▶ [Tekstfragment]:
◇ ◇ ◇

En of dat erg is, in het licht van het wereldleed, dat je nog altijd niet goed weet hoe je dat elegant moet doen, met die pitten.

Waarna je vaststelt dat jij de enige bent die thuis is in je eigen huis.

Dat je dus nog wat kunt oefenen.

Zonder dat dat je mannelijkheid aan zal tasten.

Wat sowieso al geen issue was.

Wel fijn trouwens dat ze ER opnieuw uitzenden, net terwijl je aan het koken bent meestal.

Zou dat ook iets voor watjes zijn?

Het voordeel van alleen wonen is dat het iets gemakkelijker is – in het kader van het huishoudelijk management – om steeds de chocoladeondergrens te kunnen bewaken.

Chocoladediscipline is een belangrijke competentie.

De vrouw van Sinterklaas had je dat ook al gezegd.

Iemand ging - zo hoorde je - ervan uit dat het vroegtijdig terug sluiten van de discotheken alleszins op jou geen extreem zware traumatische impact zou hebben.

Hoe kwam ze erbij?

Alsof er in jouw hoofd geen wilde dingen zouden gebeuren. Minstens.

Desalniettemin, het door jou tot kunst verheven uitstel van genot, in het algemeen, maakt het wel iets gemakkelijker om te weerstaan aan de verleidingen van het dagelijkse leven.

Waar de dochter van Sinterklaas je uitgebreid mee kon plagen.

Die kinderen zijn zo van de wereld tegenwoordig.

Nu ja, iedereen is van de wereld. Toch? 

Wat dan weer werd bevestigd door de man van de kerstman.

Die zei dat het wel interessant is om met de tools die je nog uit je opleiding hebt aan de slag te gaan met een analyse van de narratieve structuren van kerstfilms.

Daarbij ook in kaart brengend hoe de rollen van de vrouwen- en mannenpersonages gewijzigd zijn.

Ook al zien ze er allemaal zo gezandstraald uit.

En hebben ze nooit één vlek op hun hemd en staan ze steeds in glimmende keukens.

Behalve dan die ene man, telkens weer, met zo’n houthakkershemd, die er in het begin wat hoekerig uitziet, maar van wie je weet dat hij een groter hart heeft dan de afgeborstelde vriend van de vrouw, de vrouw die zelf nog niet beseft dat ze eigenlijk beter kan vallen voor het houthakkershemd, maar eerst moet er nog iets gebeuren waardoor ze beseft dat haar vriendje (van de stad) eigenlijk een eikel is, terwijl houthakkershemd (van een small town) het echt goed voor heeft met haar, en al de hele tijd verliefd is, hoewel hij dat niet wil toegeven, waarna ze elkaar toch nog kussen op het einde, terwijl ze in de deuropening van de stal staan.

Het is wel fijn dat sommige dingen wel voorspelbaar zijn. Misschien.

Laat dat kerstfilmseizoen maar komen. Of zoiets.

◇ ◇ ◇

▶ [Uw opdracht]:
Waar staan de vrouw en de man met het houthakkershemd volgens het tekstfragment wanneer zij elkaar op het einde toch nog kussen?

▶ [Ruwe gegevens]:
◇ ◇ ◇

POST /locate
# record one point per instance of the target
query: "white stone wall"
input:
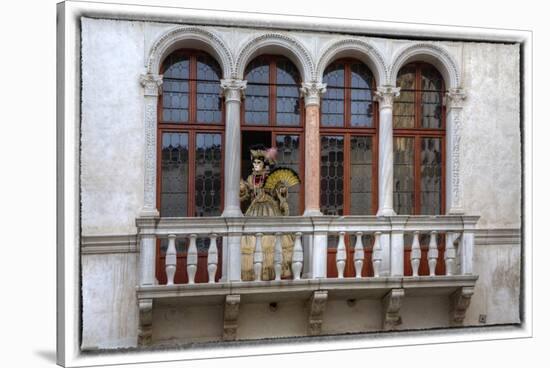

◇ ◇ ◇

▶ [Uitgevoerde opdracht]:
In de deuropening van de stal.